(Stored data entries)
=== Begin Enclosure ===

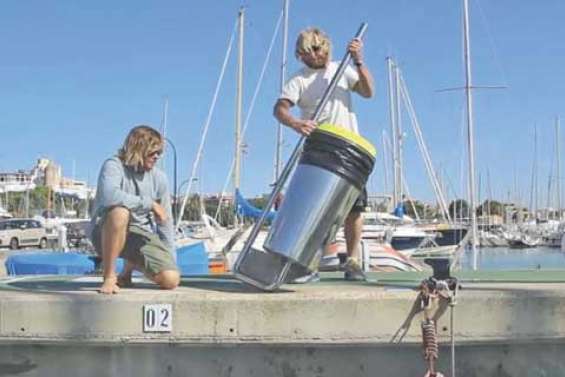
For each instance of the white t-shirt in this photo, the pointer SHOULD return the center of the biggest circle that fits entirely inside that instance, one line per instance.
(306, 87)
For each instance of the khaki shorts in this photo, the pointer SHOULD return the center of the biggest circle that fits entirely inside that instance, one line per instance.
(143, 248)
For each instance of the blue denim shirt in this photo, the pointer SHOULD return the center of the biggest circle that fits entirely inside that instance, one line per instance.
(119, 185)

=== End Enclosure ===

> _Exercise objective_: A faithful copy of the records above is needed, with the pictures left out.

> _Exercise output_:
For each instance of the white t-shirt in this photo, the pointer SHOULD return the center of the biggest circle that fits entirely inside that instance, one line per instance.
(306, 87)
For each instance of the khaki shorts in this photo, the pointer SHOULD return the center of the biggest circle that fits entirely inside that instance, one line per instance.
(143, 248)
For each instance of the blue denim shirt in this photo, the pointer SHOULD return the center of the biggest circle that fits entirely inside that instance, one line per instance.
(119, 185)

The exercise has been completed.